▸ Problem details
Make an exact copy of every entry.

[Extracted records]
————
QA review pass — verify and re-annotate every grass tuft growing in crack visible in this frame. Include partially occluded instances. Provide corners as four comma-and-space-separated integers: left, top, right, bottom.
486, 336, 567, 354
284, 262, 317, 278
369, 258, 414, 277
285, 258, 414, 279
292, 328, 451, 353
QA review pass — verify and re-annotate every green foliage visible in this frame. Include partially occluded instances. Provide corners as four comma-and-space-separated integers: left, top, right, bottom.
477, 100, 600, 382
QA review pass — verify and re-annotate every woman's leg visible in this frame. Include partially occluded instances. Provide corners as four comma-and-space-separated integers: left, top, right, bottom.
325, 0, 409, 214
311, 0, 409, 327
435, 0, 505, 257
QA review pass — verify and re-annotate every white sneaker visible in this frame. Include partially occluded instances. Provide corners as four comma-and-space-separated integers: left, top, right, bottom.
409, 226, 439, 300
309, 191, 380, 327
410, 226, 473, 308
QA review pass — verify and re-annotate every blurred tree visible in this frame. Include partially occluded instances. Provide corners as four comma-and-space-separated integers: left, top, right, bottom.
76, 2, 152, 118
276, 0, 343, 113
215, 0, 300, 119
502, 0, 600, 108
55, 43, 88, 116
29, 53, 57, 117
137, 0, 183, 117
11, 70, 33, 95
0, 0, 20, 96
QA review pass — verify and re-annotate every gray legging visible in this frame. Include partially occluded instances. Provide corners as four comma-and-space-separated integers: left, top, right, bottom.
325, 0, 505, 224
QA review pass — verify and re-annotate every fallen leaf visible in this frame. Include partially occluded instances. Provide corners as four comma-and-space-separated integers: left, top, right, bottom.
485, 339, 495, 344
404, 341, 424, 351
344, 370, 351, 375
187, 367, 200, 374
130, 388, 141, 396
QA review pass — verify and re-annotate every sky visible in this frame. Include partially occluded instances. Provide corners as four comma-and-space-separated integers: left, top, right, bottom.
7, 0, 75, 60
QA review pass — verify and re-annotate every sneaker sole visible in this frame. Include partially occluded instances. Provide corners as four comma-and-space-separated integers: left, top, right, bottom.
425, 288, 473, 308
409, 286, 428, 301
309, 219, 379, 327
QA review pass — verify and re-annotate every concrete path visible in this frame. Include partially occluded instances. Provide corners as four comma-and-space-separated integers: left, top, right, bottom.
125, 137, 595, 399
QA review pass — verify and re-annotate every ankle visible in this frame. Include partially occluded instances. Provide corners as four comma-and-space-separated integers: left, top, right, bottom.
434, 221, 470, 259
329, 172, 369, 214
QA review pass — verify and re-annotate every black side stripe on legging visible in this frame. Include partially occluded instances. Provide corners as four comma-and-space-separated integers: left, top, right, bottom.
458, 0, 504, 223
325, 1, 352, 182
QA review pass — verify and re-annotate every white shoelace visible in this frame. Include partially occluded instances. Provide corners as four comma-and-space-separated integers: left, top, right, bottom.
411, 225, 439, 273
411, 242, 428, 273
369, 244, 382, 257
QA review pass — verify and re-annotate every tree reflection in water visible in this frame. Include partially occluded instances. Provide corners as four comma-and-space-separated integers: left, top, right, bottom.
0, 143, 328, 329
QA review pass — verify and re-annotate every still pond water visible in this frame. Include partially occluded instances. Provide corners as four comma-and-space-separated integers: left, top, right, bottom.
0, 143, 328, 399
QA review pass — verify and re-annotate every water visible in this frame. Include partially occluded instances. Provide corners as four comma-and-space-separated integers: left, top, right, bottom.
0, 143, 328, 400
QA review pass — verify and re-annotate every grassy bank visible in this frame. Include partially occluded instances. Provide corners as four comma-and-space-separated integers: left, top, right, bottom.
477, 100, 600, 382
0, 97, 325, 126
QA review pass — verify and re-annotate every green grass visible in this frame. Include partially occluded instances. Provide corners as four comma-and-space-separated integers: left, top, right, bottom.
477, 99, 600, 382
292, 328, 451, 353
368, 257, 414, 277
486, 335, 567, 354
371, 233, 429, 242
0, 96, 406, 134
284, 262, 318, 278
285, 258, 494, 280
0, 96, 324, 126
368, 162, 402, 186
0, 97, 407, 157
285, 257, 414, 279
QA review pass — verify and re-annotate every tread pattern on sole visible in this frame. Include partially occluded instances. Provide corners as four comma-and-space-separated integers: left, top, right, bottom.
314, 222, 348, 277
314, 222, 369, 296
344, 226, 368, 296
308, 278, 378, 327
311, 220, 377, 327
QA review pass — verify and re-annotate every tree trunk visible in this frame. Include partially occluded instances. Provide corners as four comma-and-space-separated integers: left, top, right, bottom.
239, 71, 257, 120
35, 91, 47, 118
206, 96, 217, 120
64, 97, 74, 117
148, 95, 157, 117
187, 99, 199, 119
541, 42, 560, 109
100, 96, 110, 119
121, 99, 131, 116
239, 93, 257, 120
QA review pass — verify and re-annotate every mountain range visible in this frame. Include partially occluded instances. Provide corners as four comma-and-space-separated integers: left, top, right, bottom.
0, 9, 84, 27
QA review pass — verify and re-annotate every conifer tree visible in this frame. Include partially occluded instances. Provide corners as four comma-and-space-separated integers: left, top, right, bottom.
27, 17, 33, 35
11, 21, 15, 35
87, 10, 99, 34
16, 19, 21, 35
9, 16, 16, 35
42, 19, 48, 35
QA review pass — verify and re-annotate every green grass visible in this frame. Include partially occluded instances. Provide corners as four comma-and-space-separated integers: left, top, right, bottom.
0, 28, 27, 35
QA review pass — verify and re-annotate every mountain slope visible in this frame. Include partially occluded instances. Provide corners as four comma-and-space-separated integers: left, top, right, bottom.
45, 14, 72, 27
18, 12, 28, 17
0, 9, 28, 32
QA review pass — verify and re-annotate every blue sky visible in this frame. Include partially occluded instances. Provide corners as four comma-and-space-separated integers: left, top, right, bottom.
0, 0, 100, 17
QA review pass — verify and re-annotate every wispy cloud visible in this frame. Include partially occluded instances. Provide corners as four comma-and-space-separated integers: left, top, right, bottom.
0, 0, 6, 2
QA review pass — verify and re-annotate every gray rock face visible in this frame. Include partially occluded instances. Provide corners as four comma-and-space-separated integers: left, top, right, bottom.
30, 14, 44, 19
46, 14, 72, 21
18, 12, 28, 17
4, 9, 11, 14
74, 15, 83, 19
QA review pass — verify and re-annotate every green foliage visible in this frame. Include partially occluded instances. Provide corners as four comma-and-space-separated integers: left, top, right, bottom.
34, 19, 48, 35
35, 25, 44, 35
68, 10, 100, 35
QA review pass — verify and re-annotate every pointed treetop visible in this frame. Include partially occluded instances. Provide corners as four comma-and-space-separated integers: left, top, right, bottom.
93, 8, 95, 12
————
▸ Response to the task
QA review pass — verify and re-annotate every grass tuft growing in crack visible in this frame. Include partially occluded instances. Provide corners as four comma-and-space-separated integers: left, top, right, bottom.
486, 336, 567, 354
284, 262, 317, 278
369, 258, 414, 277
285, 258, 414, 279
292, 328, 451, 353
QA review pass — verify and re-annotate every green foliage visible in this frame. Include partially occluded instances. Provide corners as four comma-and-space-separated integers: left, top, right, bottom.
477, 100, 600, 382
QA review pass — verify and re-annotate every woman's leg visible in this frame. Include partially occluded instances. Provide corners as four comma-and-space-separated integers: left, top, right, bottom.
325, 0, 409, 214
311, 0, 409, 327
435, 0, 505, 257
QA review pass — verify and re-annotate every white sneaker visible in this frame. Include partially occluded instances. Provide corners as four comma-and-space-separated integers: left, top, right, bottom.
409, 226, 439, 300
309, 191, 380, 327
410, 226, 473, 308
QA review pass — verify and re-annotate every blurred tree visible in this frame. Include partially occluded instances. Provide corners as four comma-and-space-separated integers: left, top, right, bottom.
76, 2, 152, 118
276, 0, 343, 113
215, 0, 300, 119
502, 0, 600, 108
55, 43, 88, 116
29, 53, 57, 117
137, 0, 183, 117
11, 70, 33, 95
0, 0, 20, 96
QA review pass — verify and re-annotate every gray legging visible in this frame. Include partially occluded instances. Provide corners as four comma-and-space-separated integers: left, top, right, bottom.
325, 0, 505, 224
QA review pass — verify and re-annotate every fallen leaf visible in this frame. Include partially occluded instances. Provide corners as four comma-and-space-separated integers: left, top, right, bottom.
485, 339, 495, 344
404, 341, 424, 351
344, 370, 351, 375
187, 367, 200, 374
130, 388, 141, 396
QA review pass — verify and re-annotate every sky visible in this frame. Include partially occluded instances. Provide corners as four comma-and-space-separated integers: left, top, right, bottom.
7, 0, 75, 60
QA review pass — verify and re-annotate every sneaker sole visible in this frame. Include partially occluded instances. Provide corners as four comma-and-space-separated integers: left, top, right, bottom.
425, 288, 473, 308
409, 286, 428, 301
309, 219, 379, 327
QA review pass — verify and re-annotate every concrete path visible in this frame. Include partially occluded instances. Provide corners as four comma-and-space-separated integers: left, top, right, bottom.
125, 137, 595, 399
QA review pass — verify and re-annotate every ankle visible in this frame. Include partially occluded instances. Provide corners as four comma-and-space-separated integers: left, top, right, bottom.
434, 221, 470, 259
329, 172, 369, 214
QA review pass — verify and re-annotate every black side stripe on legging visible in this frame. Include partially occluded instances. Provide corners as four comma-and-space-separated integers: left, top, right, bottom.
458, 0, 504, 223
325, 1, 352, 182
QA review pass — verify and re-annotate every white shoelace visible in this frame. Include partially occluded instances. Provide corners as four comma-and-space-separated integers: left, top, right, bottom.
411, 225, 439, 273
411, 242, 428, 273
369, 244, 382, 257
QA review pass — verify and re-annotate every tree reflection in water visible in this frame. Include partially occluded instances. Provide corners as four comma-and-space-separated integers: left, top, right, bottom.
0, 143, 328, 329
QA review pass — verify and re-annotate every still pond water visible in this frame. Include partially occluded instances. Provide corners as four comma-and-space-separated integers: left, top, right, bottom.
0, 143, 328, 399
QA review pass — verify and re-annotate every water visible in this frame. Include partially occluded instances. Provide corners as four comma-and-space-separated integers: left, top, right, bottom.
0, 143, 328, 400
QA review pass — verify and re-annotate every grassy bank visible in this frame. Include partially occluded instances. Provide corners as four comma-and-space-separated integers: left, top, right, bottom.
477, 100, 600, 382
0, 97, 325, 126
QA review pass — verify and re-annotate every green grass visible in this frame. Include partially occluded instances. Provide corners as four comma-and-space-separated integers: left, top, right, bottom.
477, 99, 600, 382
292, 328, 451, 353
368, 257, 414, 277
486, 335, 567, 354
371, 233, 429, 242
0, 96, 406, 134
284, 262, 318, 278
285, 258, 494, 280
0, 96, 324, 126
368, 162, 402, 186
0, 97, 407, 157
285, 257, 414, 279
QA review pass — verify and re-annotate every tread pattern on sole visible in this frame. Include partially occluded instances. Provide corners as four comma-and-space-separated integers: left, top, right, bottom.
314, 222, 348, 277
314, 222, 369, 296
344, 226, 368, 296
308, 278, 378, 327
311, 220, 377, 327
QA review pass — verify and re-annotate every tree trunk visible in this frame. Include partially occluded instances. Provide corners as four comma-and-space-separated integers: left, top, right, bottom.
239, 71, 257, 120
35, 91, 47, 118
206, 96, 217, 120
64, 97, 74, 117
148, 95, 157, 117
187, 99, 199, 119
541, 42, 560, 109
100, 96, 110, 119
121, 99, 131, 116
239, 93, 257, 120
QA review pass — verify and re-annotate every mountain range visible in this frame. Include partially occluded instances. Provide corners as four comma-and-space-separated integers: left, top, right, bottom.
0, 9, 84, 27
QA review pass — verify and re-annotate every conifer tree visible in this frame. Include partially occluded instances. Provide corners as four comma-and-space-separated integers: left, top, right, bottom.
27, 17, 33, 35
11, 21, 15, 35
87, 10, 99, 34
16, 19, 21, 35
9, 16, 16, 35
42, 19, 48, 35
QA review pass — verify and re-annotate every green grass visible in this frame. Include partially occluded instances. Provide corners as four comma-and-space-separated integers: left, top, right, bottom.
0, 28, 27, 35
QA review pass — verify and re-annotate every mountain slope visible in this frame. Include partially occluded instances. Provide corners as four comma-and-space-separated integers: left, top, right, bottom.
45, 14, 72, 27
18, 12, 28, 17
0, 9, 28, 32
QA review pass — verify and re-annotate every blue sky visible in this frame. Include partially occluded instances. Provide corners as four comma-and-space-separated integers: left, top, right, bottom.
0, 0, 100, 17
QA review pass — verify and re-annotate every wispy cloud visible in this frame. Include partially occluded instances. Provide corners as four comma-and-space-separated integers: left, top, right, bottom.
0, 0, 6, 2
QA review pass — verify and re-annotate every gray rock face visible in this frame. Include partially occluded instances. Provide corners as four comma-and-space-separated integers: left, top, right, bottom.
30, 14, 44, 19
46, 14, 72, 21
18, 12, 28, 17
4, 9, 11, 14
74, 15, 83, 19
QA review pass — verify and re-annotate every green foliage visible in this frame. Include partially occluded instances. Provide corners as four comma-and-space-separated integers: left, top, right, bottom.
34, 19, 48, 35
35, 25, 44, 35
68, 10, 100, 35
QA review pass — verify and re-annotate every pointed treetop visible in this frame. Include partially occluded instances. Provide corners as four comma-and-space-separated integers: left, top, right, bottom.
93, 8, 95, 12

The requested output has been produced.